BLOK TEKS:
"""
The Power of Love.
Lagu ini dijamin akan melengkapi kepayang para pencinta dalam mendayung sampan
asmara. Sebagai pecinta yang selalu berbunga-bunga, secara sepihak mereka akan
menyebut lagu itu representasi dari “kekuatan cinta”. Cinta dianggap kekuatan
setara dewata yang mempertemukan, lalu memisahkan. Cinta dibayangkan bagai
katalisator untuk menghidupkan yang mati, mematikan yang hidup, meracuni madu,
memadu racun. Ia semacam zat perekat bagi yang dekat dan jembatan membentang
bagi yang berjauhan.
Tetapi pengertian itu terkadang sedikit membuat perut mual karena
saking banyaknya yang berpikiran “sehat”, sesehat The Golden Ways Oom Em Te. Tentu
jika imajinasi liar bin egois yang menjadi kamus penerjemah, maka bunyi dari
judul lagu maharomantis itu seharusnya adalah “kuasa atas cinta.”
Sering kita temui istilah melenakan saat sepasang kekasih
mempertemukan kata-kata: atas nama cinta, engkau milikku, aku milikmu. Ada
relasi yang memiliki, dan ada yang dimiliki. Maka di sini, cinta seringkali
berputar-putar pada konsep tentang kepemilikan.
Berawal dari rasa ingin memiliki. Perlahan tapi pasti,
setelah ikrar saling memiliki itu terucap, maka ada persepsi bahwa ia bagian
dari sang aku. Layaknya jemariku atau kedua tanganku. Ia bergerak dengan command-command dari impuls-impuls saraf
otakku.
"""
INFORMASI YANG DIBERIKAN:
"""
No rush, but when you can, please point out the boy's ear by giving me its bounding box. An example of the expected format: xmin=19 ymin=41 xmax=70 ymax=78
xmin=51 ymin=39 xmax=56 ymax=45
"""
YANG HARUS DIKERJAKAN:
(a) Dalam teks tentang lagu The Power of Love, bagaimana seharusnya judul lagu itu berbunyi jika imajinasi liar bin egois menjadi kamus penerjemahnya?
(b) Lanjutkan teks tentang lagu The Power of Love, mulai setelah kalimat terakhirnya.

JAWABAN TIAP TUGAS:
(a) Judul itu seharusnya berbunyi "kuasa atas cinta."

(b)
Gejolak yang timbul setelah kepemilikan terjadi adalah
keinginan untuk menguasai.
Sebagai bagian dari diriku, tangan dan kaki itu
mesti kukuasai atau ia bergerak ke sana ke mari tak terkendali. Namun, pikiran
itu terlalu liar dan astral untuk dimiliki atau dikuasai karena berisi berbagai
persepsi hingga imajinasi. Setidaknya tubuhnyalah yang bisa dikuasai. Tubuh
yang telah dikuasai akan mudah untuk diatur dengan berbagai regulasi: jangan
telat makan, jangan ke situ, jangan ke sini, harusnya begini, harusnya begitu,
ini, itu, dan dengan cermat kita melabelinya perhatian, sementara perhatian itu
bagian dari narasi besar bernama kasih sayang.
Then listen my
whisper: This is love, darling. Loving is caring.,and who doesn’t have any concern to caring, they’re are never loving…(intermezzo)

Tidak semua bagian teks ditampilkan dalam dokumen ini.